> [The exercise]: Decide whether each statement agrees with the forum post on dye sub versus inkjet printers below, answering yes or no and quoting the deciding words: 1. The Kodak 8500 and Olympus P-400 are described as roughly 300 dpi dye sub printers. 2. The poster understands that dye sub printouts may look sharper than inkjet prints. 3. The poster calls the consumables for dye sub printers inexpensive.

Home · Register · Search · View Winners · Software · Hosting · Software · Join Upload & Sell

Moderated by: Fred Miranda
Username   Password

  New fredmiranda.com Mobile Site
  New Feature: SMS Notification alert
  New Feature: Buy & Sell Watchlist
  

FM Forums | Post-processing & Printing | Join Upload & Sell

  

Archive 2010 · Dye Sub printers vs. Modern Ink Jets
  
 
pixelblurr
Offline

Upload & Sell: Off
p.1 #1 · p.1 #1 · Dye Sub printers vs. Modern Ink Jets


Hey all,

I'm thinking of picking up a Kodak 8500 or an Olympus P-400, which seem to be available for reasonable prices used. These are ~300 dpi dye sub printers, capable of 8x10 or near 8x10.

Being a big fan of lasers printers and the lack of ink, dye sub. sounds pretty attractive. But, I'm wondering if a modern inkjet with a Continuous Ink System and pigment-based inks might be a more cost effective and more hassle-free route.

My understanding is dye sub printouts may appear less sharp than inkjet, but the colors are more accurate, consistent and don't fade if the 4th UV pass is executed. Also dye sub printers (if I buy the propaganda) don't need intensive calibration. But, the consumables are expensive and they are available from only Kodak and Olympus respectively.

The CIS inkjets seem like a step in the right direction, but I'm worried I might get clogged print heads or have to experiment with various inks before I get long-lasting prints of high quality.

Looking for opinions and experiences with both routes.

- pixelblurr.

> [Dataset rows]:
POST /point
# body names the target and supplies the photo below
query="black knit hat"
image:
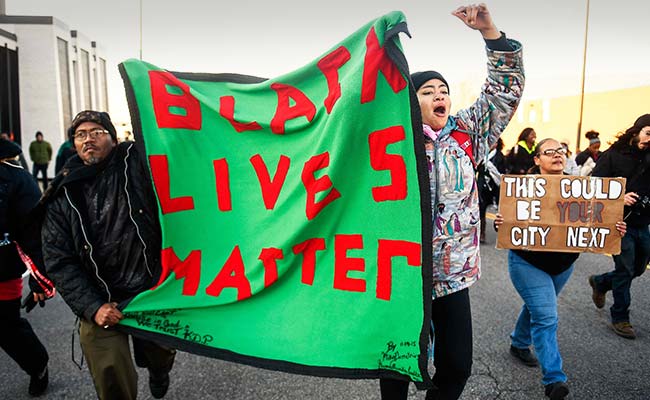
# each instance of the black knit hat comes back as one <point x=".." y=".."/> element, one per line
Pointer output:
<point x="8" y="149"/>
<point x="419" y="78"/>
<point x="642" y="121"/>
<point x="99" y="117"/>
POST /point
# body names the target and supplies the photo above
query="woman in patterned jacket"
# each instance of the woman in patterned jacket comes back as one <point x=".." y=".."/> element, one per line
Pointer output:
<point x="454" y="146"/>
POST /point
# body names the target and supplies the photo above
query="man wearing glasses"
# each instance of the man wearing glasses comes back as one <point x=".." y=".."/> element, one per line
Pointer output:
<point x="101" y="246"/>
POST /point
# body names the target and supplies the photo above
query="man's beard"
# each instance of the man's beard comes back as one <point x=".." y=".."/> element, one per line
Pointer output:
<point x="92" y="160"/>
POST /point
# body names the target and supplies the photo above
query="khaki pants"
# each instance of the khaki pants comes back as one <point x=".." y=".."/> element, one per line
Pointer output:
<point x="108" y="355"/>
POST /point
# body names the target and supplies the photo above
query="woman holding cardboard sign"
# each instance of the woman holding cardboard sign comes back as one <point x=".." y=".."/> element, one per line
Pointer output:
<point x="538" y="277"/>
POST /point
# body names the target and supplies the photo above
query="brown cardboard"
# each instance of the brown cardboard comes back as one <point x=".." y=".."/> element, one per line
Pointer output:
<point x="561" y="213"/>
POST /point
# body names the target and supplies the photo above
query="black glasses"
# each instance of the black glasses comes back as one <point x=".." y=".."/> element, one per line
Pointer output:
<point x="93" y="134"/>
<point x="551" y="152"/>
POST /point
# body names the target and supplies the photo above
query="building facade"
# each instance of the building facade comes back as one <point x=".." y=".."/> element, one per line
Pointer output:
<point x="52" y="73"/>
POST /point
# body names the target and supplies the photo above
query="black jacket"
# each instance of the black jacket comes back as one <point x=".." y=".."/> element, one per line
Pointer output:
<point x="101" y="235"/>
<point x="519" y="160"/>
<point x="19" y="194"/>
<point x="626" y="161"/>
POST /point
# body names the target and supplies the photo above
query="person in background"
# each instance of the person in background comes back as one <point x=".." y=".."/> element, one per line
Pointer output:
<point x="489" y="180"/>
<point x="520" y="157"/>
<point x="21" y="157"/>
<point x="102" y="245"/>
<point x="571" y="167"/>
<point x="454" y="145"/>
<point x="19" y="194"/>
<point x="538" y="277"/>
<point x="40" y="152"/>
<point x="588" y="158"/>
<point x="628" y="157"/>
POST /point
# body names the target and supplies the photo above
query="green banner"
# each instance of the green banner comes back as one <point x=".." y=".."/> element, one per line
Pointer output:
<point x="292" y="212"/>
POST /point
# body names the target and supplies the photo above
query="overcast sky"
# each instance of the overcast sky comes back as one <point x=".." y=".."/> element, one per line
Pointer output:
<point x="271" y="37"/>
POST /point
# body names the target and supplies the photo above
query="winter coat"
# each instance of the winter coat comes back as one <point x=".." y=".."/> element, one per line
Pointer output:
<point x="520" y="158"/>
<point x="19" y="194"/>
<point x="101" y="235"/>
<point x="66" y="151"/>
<point x="40" y="152"/>
<point x="454" y="193"/>
<point x="626" y="161"/>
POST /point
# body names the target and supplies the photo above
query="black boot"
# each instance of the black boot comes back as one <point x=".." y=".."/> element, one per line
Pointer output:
<point x="38" y="383"/>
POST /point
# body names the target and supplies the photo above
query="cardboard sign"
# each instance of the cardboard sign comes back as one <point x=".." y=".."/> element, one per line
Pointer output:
<point x="563" y="213"/>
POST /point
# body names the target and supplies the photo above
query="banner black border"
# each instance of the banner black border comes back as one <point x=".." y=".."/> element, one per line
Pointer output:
<point x="399" y="59"/>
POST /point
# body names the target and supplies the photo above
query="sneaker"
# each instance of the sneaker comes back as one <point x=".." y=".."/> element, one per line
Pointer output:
<point x="158" y="384"/>
<point x="38" y="383"/>
<point x="597" y="296"/>
<point x="624" y="329"/>
<point x="524" y="355"/>
<point x="556" y="390"/>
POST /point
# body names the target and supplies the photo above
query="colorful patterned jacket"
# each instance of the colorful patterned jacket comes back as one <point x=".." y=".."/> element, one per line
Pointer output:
<point x="454" y="193"/>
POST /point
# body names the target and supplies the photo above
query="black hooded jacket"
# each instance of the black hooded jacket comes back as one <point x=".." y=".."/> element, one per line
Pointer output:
<point x="627" y="161"/>
<point x="101" y="235"/>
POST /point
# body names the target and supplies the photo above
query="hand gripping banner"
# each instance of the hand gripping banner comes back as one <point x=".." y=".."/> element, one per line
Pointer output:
<point x="293" y="212"/>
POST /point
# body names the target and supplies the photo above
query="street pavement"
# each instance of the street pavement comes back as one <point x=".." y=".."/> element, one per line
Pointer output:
<point x="599" y="364"/>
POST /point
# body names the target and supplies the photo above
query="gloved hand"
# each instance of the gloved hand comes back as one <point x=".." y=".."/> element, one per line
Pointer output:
<point x="29" y="302"/>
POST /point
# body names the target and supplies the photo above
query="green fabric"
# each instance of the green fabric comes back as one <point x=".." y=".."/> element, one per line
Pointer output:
<point x="361" y="311"/>
<point x="40" y="152"/>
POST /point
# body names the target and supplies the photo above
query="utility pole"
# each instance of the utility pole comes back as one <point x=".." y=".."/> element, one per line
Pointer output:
<point x="582" y="88"/>
<point x="140" y="29"/>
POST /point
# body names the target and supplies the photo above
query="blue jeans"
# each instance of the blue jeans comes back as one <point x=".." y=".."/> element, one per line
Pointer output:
<point x="635" y="253"/>
<point x="537" y="322"/>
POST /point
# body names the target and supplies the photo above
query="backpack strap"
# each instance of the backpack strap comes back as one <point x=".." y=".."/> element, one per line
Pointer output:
<point x="464" y="141"/>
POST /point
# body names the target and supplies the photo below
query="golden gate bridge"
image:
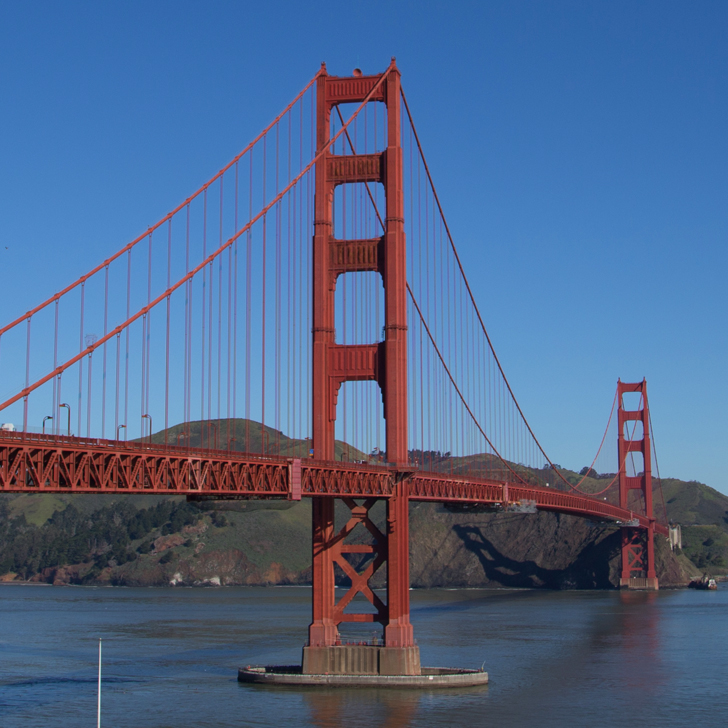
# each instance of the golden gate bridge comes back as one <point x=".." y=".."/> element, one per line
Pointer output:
<point x="311" y="285"/>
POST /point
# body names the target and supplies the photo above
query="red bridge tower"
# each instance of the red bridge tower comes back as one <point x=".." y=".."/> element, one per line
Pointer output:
<point x="638" y="547"/>
<point x="385" y="363"/>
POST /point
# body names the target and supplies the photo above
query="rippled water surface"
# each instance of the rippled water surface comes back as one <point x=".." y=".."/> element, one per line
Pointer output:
<point x="171" y="659"/>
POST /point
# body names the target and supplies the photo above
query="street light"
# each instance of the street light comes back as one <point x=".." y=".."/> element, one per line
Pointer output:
<point x="68" y="407"/>
<point x="149" y="417"/>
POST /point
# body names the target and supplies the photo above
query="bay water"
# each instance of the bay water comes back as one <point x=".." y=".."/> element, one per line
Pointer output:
<point x="170" y="659"/>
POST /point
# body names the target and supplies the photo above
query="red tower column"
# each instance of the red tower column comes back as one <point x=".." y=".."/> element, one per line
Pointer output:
<point x="384" y="362"/>
<point x="638" y="550"/>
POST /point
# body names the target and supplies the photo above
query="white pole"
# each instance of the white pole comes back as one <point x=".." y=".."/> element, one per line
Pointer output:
<point x="98" y="712"/>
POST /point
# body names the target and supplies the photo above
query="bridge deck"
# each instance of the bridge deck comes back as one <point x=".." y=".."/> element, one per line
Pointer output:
<point x="32" y="463"/>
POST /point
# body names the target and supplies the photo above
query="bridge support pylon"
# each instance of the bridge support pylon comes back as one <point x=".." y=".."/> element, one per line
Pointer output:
<point x="384" y="362"/>
<point x="638" y="548"/>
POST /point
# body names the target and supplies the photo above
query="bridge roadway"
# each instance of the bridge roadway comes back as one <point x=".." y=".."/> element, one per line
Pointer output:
<point x="33" y="463"/>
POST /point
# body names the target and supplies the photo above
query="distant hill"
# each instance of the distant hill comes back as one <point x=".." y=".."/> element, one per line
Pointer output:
<point x="158" y="540"/>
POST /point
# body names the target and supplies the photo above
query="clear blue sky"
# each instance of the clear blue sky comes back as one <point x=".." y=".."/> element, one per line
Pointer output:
<point x="579" y="148"/>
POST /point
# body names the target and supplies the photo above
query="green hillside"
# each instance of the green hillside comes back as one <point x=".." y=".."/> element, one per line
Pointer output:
<point x="151" y="539"/>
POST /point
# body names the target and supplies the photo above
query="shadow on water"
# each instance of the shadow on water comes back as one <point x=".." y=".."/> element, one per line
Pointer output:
<point x="589" y="571"/>
<point x="384" y="708"/>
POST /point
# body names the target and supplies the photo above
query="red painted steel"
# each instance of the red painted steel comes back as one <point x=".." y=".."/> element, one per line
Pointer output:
<point x="385" y="362"/>
<point x="58" y="464"/>
<point x="638" y="550"/>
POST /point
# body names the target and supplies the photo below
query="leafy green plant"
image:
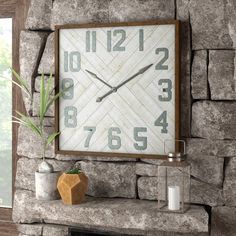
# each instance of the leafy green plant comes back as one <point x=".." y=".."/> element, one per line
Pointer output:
<point x="46" y="100"/>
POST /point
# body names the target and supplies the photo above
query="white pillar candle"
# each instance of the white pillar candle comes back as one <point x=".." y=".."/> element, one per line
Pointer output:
<point x="173" y="198"/>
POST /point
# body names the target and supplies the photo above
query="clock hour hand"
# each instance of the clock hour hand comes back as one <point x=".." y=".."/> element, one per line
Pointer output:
<point x="141" y="71"/>
<point x="114" y="89"/>
<point x="96" y="77"/>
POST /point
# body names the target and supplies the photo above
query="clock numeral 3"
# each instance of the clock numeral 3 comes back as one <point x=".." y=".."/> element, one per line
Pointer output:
<point x="167" y="90"/>
<point x="160" y="65"/>
<point x="162" y="121"/>
<point x="114" y="138"/>
<point x="66" y="83"/>
<point x="70" y="113"/>
<point x="91" y="130"/>
<point x="72" y="61"/>
<point x="142" y="145"/>
<point x="117" y="46"/>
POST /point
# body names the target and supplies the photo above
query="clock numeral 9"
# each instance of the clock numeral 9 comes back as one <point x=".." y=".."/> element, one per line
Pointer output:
<point x="70" y="114"/>
<point x="65" y="84"/>
<point x="160" y="65"/>
<point x="167" y="90"/>
<point x="162" y="121"/>
<point x="72" y="61"/>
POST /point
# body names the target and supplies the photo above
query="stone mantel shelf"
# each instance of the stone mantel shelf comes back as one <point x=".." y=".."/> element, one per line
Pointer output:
<point x="111" y="214"/>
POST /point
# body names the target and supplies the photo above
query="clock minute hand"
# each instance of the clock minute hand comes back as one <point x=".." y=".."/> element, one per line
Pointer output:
<point x="96" y="77"/>
<point x="141" y="71"/>
<point x="114" y="89"/>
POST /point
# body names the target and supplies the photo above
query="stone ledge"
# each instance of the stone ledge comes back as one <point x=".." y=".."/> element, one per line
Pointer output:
<point x="108" y="214"/>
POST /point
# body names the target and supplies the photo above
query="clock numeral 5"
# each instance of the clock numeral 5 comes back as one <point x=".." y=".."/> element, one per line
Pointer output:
<point x="162" y="121"/>
<point x="72" y="61"/>
<point x="66" y="83"/>
<point x="167" y="90"/>
<point x="160" y="65"/>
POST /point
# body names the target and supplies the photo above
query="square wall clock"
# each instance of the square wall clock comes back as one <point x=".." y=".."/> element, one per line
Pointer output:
<point x="122" y="81"/>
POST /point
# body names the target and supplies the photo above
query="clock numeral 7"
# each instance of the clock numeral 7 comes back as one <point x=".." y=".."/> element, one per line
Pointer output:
<point x="162" y="121"/>
<point x="72" y="61"/>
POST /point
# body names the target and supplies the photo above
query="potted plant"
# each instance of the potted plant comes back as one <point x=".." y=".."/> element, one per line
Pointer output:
<point x="72" y="186"/>
<point x="45" y="176"/>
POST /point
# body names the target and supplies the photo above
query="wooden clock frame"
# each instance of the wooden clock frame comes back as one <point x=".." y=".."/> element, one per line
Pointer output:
<point x="177" y="86"/>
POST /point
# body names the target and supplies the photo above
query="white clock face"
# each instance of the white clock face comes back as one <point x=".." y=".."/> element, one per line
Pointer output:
<point x="122" y="94"/>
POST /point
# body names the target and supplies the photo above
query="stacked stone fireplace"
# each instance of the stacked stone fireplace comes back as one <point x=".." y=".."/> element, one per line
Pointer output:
<point x="122" y="192"/>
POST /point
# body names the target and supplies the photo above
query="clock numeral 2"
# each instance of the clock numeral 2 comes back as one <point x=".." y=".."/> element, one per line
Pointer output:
<point x="162" y="121"/>
<point x="91" y="41"/>
<point x="160" y="65"/>
<point x="65" y="84"/>
<point x="72" y="61"/>
<point x="70" y="114"/>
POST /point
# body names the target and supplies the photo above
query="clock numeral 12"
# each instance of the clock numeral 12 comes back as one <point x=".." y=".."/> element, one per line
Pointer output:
<point x="162" y="121"/>
<point x="72" y="61"/>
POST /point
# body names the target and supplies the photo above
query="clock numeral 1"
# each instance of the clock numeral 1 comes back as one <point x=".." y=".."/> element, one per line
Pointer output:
<point x="72" y="61"/>
<point x="65" y="84"/>
<point x="142" y="145"/>
<point x="91" y="41"/>
<point x="162" y="121"/>
<point x="70" y="114"/>
<point x="118" y="45"/>
<point x="141" y="40"/>
<point x="167" y="90"/>
<point x="91" y="130"/>
<point x="160" y="65"/>
<point x="114" y="138"/>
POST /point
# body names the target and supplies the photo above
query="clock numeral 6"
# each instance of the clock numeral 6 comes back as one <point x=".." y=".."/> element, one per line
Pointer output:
<point x="167" y="90"/>
<point x="68" y="83"/>
<point x="162" y="121"/>
<point x="72" y="61"/>
<point x="70" y="114"/>
<point x="160" y="65"/>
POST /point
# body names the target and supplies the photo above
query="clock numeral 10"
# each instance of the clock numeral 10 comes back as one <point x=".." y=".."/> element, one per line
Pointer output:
<point x="72" y="61"/>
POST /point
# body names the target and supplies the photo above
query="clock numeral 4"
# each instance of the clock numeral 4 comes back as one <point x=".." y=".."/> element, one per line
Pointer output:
<point x="160" y="65"/>
<point x="162" y="121"/>
<point x="65" y="84"/>
<point x="72" y="61"/>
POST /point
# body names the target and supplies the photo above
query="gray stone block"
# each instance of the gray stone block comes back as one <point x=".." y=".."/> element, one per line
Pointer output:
<point x="214" y="120"/>
<point x="229" y="189"/>
<point x="115" y="215"/>
<point x="223" y="221"/>
<point x="199" y="75"/>
<point x="212" y="24"/>
<point x="219" y="148"/>
<point x="148" y="188"/>
<point x="202" y="193"/>
<point x="25" y="177"/>
<point x="39" y="15"/>
<point x="125" y="10"/>
<point x="29" y="145"/>
<point x="79" y="12"/>
<point x="110" y="179"/>
<point x="221" y="74"/>
<point x="144" y="169"/>
<point x="37" y="83"/>
<point x="36" y="102"/>
<point x="31" y="47"/>
<point x="47" y="63"/>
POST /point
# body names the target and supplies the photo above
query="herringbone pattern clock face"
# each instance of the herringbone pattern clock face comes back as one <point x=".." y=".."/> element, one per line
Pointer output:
<point x="122" y="89"/>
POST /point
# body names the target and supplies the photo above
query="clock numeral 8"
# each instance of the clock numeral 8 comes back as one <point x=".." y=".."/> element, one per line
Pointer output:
<point x="70" y="114"/>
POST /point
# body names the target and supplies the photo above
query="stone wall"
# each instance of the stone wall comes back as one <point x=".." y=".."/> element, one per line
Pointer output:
<point x="208" y="102"/>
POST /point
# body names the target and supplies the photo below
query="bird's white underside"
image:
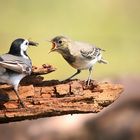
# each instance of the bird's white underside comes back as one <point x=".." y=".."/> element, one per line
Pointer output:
<point x="82" y="63"/>
<point x="24" y="47"/>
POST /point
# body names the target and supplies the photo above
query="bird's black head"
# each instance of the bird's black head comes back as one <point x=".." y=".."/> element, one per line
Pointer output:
<point x="60" y="43"/>
<point x="19" y="47"/>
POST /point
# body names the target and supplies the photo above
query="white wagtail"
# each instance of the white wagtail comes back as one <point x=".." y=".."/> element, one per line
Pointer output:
<point x="16" y="64"/>
<point x="79" y="55"/>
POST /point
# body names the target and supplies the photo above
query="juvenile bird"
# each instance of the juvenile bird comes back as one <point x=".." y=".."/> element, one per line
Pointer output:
<point x="16" y="64"/>
<point x="79" y="55"/>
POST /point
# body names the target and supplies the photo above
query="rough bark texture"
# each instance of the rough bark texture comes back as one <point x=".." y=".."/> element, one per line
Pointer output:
<point x="52" y="98"/>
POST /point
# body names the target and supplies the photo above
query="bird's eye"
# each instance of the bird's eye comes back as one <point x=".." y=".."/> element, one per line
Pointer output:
<point x="26" y="43"/>
<point x="59" y="41"/>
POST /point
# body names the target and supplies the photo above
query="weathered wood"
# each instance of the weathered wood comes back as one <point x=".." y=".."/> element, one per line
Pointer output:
<point x="52" y="98"/>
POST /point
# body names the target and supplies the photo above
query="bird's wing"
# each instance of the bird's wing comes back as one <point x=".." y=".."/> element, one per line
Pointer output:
<point x="15" y="65"/>
<point x="90" y="53"/>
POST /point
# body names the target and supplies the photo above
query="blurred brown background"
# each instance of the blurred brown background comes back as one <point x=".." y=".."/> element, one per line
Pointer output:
<point x="111" y="25"/>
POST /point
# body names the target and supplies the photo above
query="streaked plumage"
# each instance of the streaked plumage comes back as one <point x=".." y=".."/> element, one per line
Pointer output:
<point x="79" y="55"/>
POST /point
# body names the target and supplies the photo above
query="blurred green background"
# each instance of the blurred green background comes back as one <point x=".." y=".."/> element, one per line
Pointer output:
<point x="111" y="25"/>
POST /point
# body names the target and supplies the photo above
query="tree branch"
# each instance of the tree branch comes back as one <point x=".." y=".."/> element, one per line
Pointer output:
<point x="52" y="98"/>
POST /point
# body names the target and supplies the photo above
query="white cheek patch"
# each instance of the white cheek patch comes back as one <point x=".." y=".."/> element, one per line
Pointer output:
<point x="23" y="48"/>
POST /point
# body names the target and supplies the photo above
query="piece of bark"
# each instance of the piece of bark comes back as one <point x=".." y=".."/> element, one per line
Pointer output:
<point x="52" y="98"/>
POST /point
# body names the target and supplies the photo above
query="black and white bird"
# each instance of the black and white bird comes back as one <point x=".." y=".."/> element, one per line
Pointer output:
<point x="79" y="55"/>
<point x="16" y="64"/>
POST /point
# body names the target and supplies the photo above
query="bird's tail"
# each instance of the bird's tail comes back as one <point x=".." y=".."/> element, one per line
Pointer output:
<point x="103" y="61"/>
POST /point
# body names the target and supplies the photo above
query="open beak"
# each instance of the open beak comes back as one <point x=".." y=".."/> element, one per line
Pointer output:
<point x="33" y="43"/>
<point x="54" y="46"/>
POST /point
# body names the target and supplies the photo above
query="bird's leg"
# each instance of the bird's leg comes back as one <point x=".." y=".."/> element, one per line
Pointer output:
<point x="78" y="71"/>
<point x="89" y="77"/>
<point x="21" y="102"/>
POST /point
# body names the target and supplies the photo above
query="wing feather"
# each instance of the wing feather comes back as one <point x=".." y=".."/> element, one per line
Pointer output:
<point x="91" y="54"/>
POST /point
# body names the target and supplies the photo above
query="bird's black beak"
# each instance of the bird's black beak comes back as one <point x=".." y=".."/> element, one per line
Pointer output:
<point x="54" y="46"/>
<point x="33" y="43"/>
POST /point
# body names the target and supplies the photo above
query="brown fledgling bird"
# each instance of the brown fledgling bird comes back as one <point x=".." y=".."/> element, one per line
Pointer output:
<point x="79" y="55"/>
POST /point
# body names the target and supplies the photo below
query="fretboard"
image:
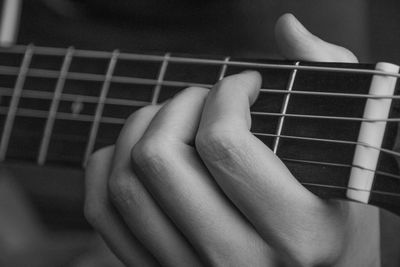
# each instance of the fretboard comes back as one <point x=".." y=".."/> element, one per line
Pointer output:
<point x="59" y="105"/>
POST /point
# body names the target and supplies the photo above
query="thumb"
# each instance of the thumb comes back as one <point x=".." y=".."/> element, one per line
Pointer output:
<point x="295" y="42"/>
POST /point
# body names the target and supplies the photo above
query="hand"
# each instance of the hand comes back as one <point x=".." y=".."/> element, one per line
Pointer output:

> [Exercise output]:
1. Yes: "These are ~300 dpi dye sub printers, capable of 8x10 or near 8x10."
2. No: "dye sub printouts may appear less sharp than inkjet"
3. No: "the consumables are expensive"